▸ Provided text:
---*---
USC canceled a Muslim valedictorian’s speech because pro-Zionist groups complained: In a campus-wide letter, University of Southern California provost Andrew T. Guzman claimed that threats to disrupt the commencement ceremony began pouring in shortly after it published Asna Tabassum’s name and biography. On- and off-campus groups, including We Are Tov, the Hebrew word for “good,” targeted her pro-Palestinian views, Instagram likes, and opposition to genocide. USC has never prevented valedictorian from speaking before.
USC valedictorian Asna Tabassum joined me on NewsNight tonight after her school cancelled her graduation speech citing “threats.” What she planned to say and what she thinks really happened: pic.twitter.com/0KKloOYlhW
— Abby D. Phillip (@abbydphillip) April 17, 2024
Republicans are beating Democrats at state-level fundraising: Local and state elections matter more than national elections in determining how a community functions day-to-day, from the seemingly boring machinations of government to matters of personal freedom like reproductive and voting rights. So fundraising for those races is important, and Democrats are lagging far behind their conservative counterparts. This year, the Democratic Legislative Campaign Committee, the primary group getting Dems elected to statehouses nationwide, set a personal best in quarterly fundraising: $6.9 million. Not bad, but reporting from Mother Jones shows the Republican State Leadership Committee and its affiliate, the State Government Leadership Foundation, raised $12 million. Consider the total raised for the 2024 election cycle, and conservatives are eclipsing liberals by $19 million.
US congressional committee claims China is subsidizing the fentanyl crisis: An investigative report found that China provides value-added tax rebates to companies that manufacture fentanyl analogues and other synthetic opioids as long as they’re sold outside of China. Some of the substances have no known legal use worldwide, according to the report. The Chinese embassy in Washington said the US blaming China for its fentanyl problem won’t solve it. In January, China and the US launched a joint counter-narcotics group after Joe Biden and Chinese leader Xi Jinping agreed to restrict the production and export of fentanyl.
Dept. of Interior rejects mining road plan in Alaska: The Biden administration is expected to side with environmentalists and reject Ambler Metals' proposed 211-mile long industrial road to a massive copper deposit in the Alaskan wilderness that's worth $7.5 billion. The Ambler Access Project would cross through ecologically sensitive land, threatening both wildlife and Indigenous tribes who depend on hunting and fishing. Caribou and salmon in the region are struggling already, and the road would deepen their troubles, ecologists say. Ambler claims the untapped copper deposit is crucial for the construction of wind turbines and photovoltaic cells needed for renewable energy production.
---*---
▸ What you will do:
1 – From the news roundup, reproduce the passage starting at "US congressional committee" and ending at "export of fentanyl.".
2 – According to the news roundup, why does fundraising for state-level races matter?

▸ Supplied data:
---*---
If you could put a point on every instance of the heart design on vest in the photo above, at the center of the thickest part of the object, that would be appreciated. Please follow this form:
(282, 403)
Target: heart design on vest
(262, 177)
---*---
▸ Answer section:
1 –
US congressional committee claims China is subsidizing the fentanyl crisis: An investigative report found that China provides value-added tax rebates to companies that manufacture fentanyl analogues and other synthetic opioids as long as they’re sold outside of China. Some of the substances have no known legal use worldwide, according to the report. The Chinese embassy in Washington said the US blaming China for its fentanyl problem won’t solve it. In January, China and the US launched a joint counter-narcotics group after Joe Biden and Chinese leader Xi Jinping agreed to restrict the production and export of fentanyl.

2 – Local and state elections matter more than national elections in determining how a community functions day-to-day. That reach runs from the ordinary workings of government to matters of personal freedom such as reproductive and voting rights, so fundraising for those races is important.